— TASK TO CARRY OUT —
Reproduce each of the records below word for word, keeping every line in its original order and form.

********************

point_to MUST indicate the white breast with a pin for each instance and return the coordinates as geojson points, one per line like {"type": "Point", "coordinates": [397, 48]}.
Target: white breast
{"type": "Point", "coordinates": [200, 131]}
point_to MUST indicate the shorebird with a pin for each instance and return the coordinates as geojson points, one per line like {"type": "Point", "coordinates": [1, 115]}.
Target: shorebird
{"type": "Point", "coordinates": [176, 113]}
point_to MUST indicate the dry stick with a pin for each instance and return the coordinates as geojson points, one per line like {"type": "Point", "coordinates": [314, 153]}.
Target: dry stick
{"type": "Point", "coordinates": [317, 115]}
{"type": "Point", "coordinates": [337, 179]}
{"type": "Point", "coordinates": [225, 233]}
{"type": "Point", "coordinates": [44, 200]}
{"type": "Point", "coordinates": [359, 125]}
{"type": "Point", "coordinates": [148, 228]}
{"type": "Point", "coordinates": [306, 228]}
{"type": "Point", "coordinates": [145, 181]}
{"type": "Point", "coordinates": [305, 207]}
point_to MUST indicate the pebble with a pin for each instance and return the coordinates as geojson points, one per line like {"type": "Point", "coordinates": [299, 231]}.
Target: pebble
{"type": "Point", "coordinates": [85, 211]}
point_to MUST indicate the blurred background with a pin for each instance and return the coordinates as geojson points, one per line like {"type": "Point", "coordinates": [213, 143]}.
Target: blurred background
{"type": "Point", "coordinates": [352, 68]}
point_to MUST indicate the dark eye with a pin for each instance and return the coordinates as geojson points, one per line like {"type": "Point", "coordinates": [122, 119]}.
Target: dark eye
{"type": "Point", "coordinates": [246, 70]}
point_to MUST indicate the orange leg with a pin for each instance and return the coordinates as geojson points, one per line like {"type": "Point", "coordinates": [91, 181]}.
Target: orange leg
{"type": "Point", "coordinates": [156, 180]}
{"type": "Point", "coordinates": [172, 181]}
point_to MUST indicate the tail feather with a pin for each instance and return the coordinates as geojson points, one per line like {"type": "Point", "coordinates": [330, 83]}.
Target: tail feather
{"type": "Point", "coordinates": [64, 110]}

********************

— FINISHED ANSWER —
point_to MUST indicate the white breast with a pin for each instance and return the coordinates as geojson points, one per line like {"type": "Point", "coordinates": [397, 48]}.
Target: white breast
{"type": "Point", "coordinates": [200, 131]}
point_to MUST indicate the shorebird with a pin for each instance and return the coordinates as geojson points, one per line like {"type": "Point", "coordinates": [1, 115]}.
Target: shorebird
{"type": "Point", "coordinates": [176, 113]}
point_to MUST indicate the dry stick with a pin for each instance and return the coordinates as geojson points, one per line like {"type": "Point", "coordinates": [314, 153]}.
Target: dry stick
{"type": "Point", "coordinates": [317, 115]}
{"type": "Point", "coordinates": [337, 179]}
{"type": "Point", "coordinates": [225, 233]}
{"type": "Point", "coordinates": [44, 200]}
{"type": "Point", "coordinates": [359, 125]}
{"type": "Point", "coordinates": [148, 228]}
{"type": "Point", "coordinates": [306, 228]}
{"type": "Point", "coordinates": [145, 181]}
{"type": "Point", "coordinates": [305, 207]}
point_to MUST indicate the pebble with a pin for each instance and return the coordinates as geojson points, one per line like {"type": "Point", "coordinates": [299, 231]}.
Target: pebble
{"type": "Point", "coordinates": [85, 211]}
point_to MUST indicate the blurred background with a pin for each instance and return the coordinates as geojson points, one per line like {"type": "Point", "coordinates": [213, 143]}.
Target: blurred background
{"type": "Point", "coordinates": [352, 68]}
point_to MUST indicate the dark eye with a pin for each instance and return the coordinates as geojson points, one per line like {"type": "Point", "coordinates": [122, 119]}.
Target: dark eye
{"type": "Point", "coordinates": [246, 70]}
point_to MUST indicate the orange leg with a pin for each instance and return the coordinates as geojson points, one per line like {"type": "Point", "coordinates": [91, 181]}.
Target: orange leg
{"type": "Point", "coordinates": [156, 180]}
{"type": "Point", "coordinates": [172, 181]}
point_to MUST indicate the tail feather with a pin for each instance and return the coordinates as geojson points, one per line like {"type": "Point", "coordinates": [330, 83]}.
Target: tail feather
{"type": "Point", "coordinates": [64, 110]}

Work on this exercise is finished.